_TO DO:_
1. Return the portion of the brick-coating passage starting with "The cured slurry" and going on through "between the bricks.", copied word for word.
2. In the brick-coating passage, what size are the spheroids that each nozzle atomizes the slurry into?

_TEXT EXTRACT:_
* * * * * * *
The operation of the apparatus 322 provides a selective application of the slurry to limited portions of the concrete bricks in the array as 437 below the nozzle assemblies 357 and 357A which results as is shown in FIGS. 12-14, as in FIGS. 2, 4 and 6, in a partial fractional coverage of selected faces of the brick (as faces 201 and 203) of brick with the slurry which is composed of small sized particles. The slurry so applied and located on curing forms a relatively smooth surfaced strongly colored glazed zone with a sharply defined edge; the bright color and smooth texture of such glazed zone are accentuated by the immediately adjacent coarser and relatively duller or differently colored concrete surface.

The cured slurry is the same as in apparatus 22 and has a coefficient of thermal expansion that is slightly different from the body of the brick, no resultant substantial stress develops because the partially coated bricks are only 21/2 wide and are separated by mortar, and the fired slurry has substantially the same coefficient of expansion as the mortar between the bricks.

The operation of apparatus 322 on injection of slurry from one pump, as 347, (or more than one pump as 347, 348, 349 and 349A) each nozzle as 373, 374, 375 and 375A atomizes the slurry fed thereunto into small spheroids substantially all of less than one-sixteenth inch in diameter as above described for apparatus 22 (at pages 16-18).

The process of apparatus 322 as that of apparatus 22 thus coats a portion of surfaces of each concrete brick in array 436 by a sharply delineated cementitious layer. The timing of the sprays is as above described for assembly 22.

FIG. 12 shows the group 438 (like group 437) of coated uncured bricks separated from the remainder of the blocks of such group along a transverse passageway 475', which passage corresponds to passages 475' and 75 of groups 437 and group 137 respectively. The scope of different shapes and sizes of each of the cement layers as B, D, F, H, J, L, N and P on bricks A, C, E, G, I, K, M and Q respectively is thereby shown. It will be noted that each of the layers B, D, F, H, J, L, N and P are of different sizes and shapes, although concurrently made in the same apparatus. Changing the position of the nozzle assemblies 357 and 357A along the length of bars 457 and 457A respectively and/or changing the height of the bars 457 and 457A relative to the bricks below the guide unit 449 and 449A may further change the shapes of such layers and the relations of such shapes to each other so as to continually and repetitively and produce coated bricks of such varied shapes of cement layer.
* * * * * * *
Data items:

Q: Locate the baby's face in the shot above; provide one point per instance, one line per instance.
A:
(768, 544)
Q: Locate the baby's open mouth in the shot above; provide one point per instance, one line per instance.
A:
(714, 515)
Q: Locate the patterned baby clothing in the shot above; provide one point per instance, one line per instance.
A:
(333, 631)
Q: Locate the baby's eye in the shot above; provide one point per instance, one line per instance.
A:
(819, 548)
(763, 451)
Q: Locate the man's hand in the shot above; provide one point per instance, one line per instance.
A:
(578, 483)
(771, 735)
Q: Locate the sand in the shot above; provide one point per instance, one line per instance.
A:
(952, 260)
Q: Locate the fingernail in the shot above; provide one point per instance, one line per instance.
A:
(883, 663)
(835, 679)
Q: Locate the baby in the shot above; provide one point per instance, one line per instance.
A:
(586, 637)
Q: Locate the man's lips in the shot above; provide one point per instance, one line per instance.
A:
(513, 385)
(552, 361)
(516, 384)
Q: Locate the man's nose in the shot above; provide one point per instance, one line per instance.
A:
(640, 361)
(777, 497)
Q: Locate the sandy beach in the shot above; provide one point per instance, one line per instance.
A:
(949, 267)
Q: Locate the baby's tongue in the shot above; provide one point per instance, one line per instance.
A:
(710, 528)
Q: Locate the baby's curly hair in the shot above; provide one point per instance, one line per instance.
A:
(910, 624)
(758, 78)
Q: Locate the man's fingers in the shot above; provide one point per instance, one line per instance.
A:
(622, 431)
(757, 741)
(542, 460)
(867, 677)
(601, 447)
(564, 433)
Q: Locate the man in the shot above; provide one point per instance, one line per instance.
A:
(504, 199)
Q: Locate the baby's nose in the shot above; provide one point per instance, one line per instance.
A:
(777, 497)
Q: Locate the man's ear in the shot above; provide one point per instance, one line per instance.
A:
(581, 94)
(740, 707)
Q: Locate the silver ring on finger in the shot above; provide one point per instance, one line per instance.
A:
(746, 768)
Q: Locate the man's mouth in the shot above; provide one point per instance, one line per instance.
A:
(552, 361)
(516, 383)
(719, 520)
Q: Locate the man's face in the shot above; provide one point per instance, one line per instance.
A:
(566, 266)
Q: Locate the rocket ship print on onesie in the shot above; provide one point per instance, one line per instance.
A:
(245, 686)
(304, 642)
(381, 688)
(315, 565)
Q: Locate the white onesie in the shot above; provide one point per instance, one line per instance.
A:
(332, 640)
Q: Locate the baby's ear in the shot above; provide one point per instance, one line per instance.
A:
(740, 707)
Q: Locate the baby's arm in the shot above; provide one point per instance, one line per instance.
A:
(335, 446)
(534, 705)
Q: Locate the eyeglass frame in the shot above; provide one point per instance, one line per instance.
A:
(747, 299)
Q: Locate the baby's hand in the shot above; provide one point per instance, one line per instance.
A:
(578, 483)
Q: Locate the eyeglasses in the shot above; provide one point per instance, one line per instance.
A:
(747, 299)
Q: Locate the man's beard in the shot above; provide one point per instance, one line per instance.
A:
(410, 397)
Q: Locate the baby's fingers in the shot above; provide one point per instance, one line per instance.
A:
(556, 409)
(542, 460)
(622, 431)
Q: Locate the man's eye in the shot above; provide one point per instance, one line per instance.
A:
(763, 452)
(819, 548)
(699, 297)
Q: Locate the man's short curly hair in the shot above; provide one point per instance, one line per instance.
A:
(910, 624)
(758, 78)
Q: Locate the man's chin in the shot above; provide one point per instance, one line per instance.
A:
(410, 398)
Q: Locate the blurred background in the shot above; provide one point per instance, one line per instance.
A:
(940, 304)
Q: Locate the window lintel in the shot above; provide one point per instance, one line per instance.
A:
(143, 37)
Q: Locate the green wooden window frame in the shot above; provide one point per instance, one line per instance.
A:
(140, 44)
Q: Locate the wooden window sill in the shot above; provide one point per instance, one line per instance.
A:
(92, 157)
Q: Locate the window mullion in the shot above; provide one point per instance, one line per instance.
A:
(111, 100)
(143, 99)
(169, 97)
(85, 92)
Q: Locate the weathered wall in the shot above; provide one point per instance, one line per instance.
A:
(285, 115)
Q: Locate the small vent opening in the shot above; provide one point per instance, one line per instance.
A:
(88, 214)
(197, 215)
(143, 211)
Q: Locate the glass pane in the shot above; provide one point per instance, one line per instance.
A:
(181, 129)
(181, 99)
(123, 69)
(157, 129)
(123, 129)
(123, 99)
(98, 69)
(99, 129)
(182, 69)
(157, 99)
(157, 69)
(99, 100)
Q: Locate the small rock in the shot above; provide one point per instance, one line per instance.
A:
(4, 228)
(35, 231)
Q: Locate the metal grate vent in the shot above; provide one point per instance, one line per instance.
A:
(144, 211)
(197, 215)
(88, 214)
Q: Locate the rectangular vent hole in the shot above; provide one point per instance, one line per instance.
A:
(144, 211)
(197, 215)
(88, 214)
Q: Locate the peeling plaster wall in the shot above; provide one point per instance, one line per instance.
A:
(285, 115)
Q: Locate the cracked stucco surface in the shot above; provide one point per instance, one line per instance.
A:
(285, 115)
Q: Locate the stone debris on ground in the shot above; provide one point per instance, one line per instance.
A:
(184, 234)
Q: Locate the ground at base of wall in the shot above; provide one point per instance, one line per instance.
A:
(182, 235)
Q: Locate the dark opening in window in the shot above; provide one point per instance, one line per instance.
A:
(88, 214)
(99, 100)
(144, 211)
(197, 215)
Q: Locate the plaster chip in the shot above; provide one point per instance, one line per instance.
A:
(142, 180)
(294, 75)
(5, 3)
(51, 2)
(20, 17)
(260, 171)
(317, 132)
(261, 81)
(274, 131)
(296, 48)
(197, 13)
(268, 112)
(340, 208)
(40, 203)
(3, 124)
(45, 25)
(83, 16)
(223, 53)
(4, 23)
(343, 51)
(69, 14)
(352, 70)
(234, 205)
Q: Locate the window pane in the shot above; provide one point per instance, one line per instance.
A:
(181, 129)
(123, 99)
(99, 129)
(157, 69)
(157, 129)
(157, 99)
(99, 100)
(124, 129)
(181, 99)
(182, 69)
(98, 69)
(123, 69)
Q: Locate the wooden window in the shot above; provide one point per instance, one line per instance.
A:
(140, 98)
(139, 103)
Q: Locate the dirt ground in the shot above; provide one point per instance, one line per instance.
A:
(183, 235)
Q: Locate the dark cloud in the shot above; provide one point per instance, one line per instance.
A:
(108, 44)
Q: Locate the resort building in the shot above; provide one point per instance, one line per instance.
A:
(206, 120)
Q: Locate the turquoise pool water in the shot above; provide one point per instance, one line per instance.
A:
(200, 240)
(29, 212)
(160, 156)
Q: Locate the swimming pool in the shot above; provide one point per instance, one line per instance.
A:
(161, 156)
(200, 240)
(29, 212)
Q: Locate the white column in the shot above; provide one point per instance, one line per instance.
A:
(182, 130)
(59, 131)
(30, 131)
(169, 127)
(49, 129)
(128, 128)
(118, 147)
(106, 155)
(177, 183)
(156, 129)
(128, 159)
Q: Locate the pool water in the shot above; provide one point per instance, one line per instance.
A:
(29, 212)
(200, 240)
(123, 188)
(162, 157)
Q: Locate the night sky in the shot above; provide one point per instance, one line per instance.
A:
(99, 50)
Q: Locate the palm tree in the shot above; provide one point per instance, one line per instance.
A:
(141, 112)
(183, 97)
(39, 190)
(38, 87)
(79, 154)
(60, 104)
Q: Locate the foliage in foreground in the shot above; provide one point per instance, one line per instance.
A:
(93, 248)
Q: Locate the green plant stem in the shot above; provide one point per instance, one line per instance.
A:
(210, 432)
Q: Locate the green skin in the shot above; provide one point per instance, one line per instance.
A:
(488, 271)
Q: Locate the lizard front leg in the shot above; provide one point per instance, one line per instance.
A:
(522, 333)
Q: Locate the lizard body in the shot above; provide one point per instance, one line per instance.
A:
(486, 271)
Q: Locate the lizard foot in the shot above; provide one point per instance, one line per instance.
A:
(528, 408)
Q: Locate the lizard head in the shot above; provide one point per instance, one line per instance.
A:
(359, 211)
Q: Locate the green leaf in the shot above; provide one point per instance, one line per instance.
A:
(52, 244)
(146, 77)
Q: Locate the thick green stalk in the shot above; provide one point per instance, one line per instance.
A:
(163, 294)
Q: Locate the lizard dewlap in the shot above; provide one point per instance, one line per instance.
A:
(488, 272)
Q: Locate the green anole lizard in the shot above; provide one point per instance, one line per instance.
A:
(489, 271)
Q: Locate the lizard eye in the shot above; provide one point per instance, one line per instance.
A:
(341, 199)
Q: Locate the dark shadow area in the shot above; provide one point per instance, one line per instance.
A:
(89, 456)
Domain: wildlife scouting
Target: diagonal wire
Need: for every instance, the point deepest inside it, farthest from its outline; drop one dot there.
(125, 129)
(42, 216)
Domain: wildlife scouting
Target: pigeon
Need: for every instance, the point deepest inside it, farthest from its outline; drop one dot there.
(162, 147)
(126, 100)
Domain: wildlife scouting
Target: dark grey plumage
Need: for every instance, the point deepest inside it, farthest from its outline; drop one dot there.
* * * * * * *
_EXPECTED OUTPUTS:_
1.
The cured slurry is the same as in apparatus 22 and has a coefficient of thermal expansion that is slightly different from the body of the brick, no resultant substantial stress develops because the partially coated bricks are only 21/2 wide and are separated by mortar, and the fired slurry has substantially the same coefficient of expansion as the mortar between the bricks.

2. Substantially all are less than one-sixteenth inch in diameter.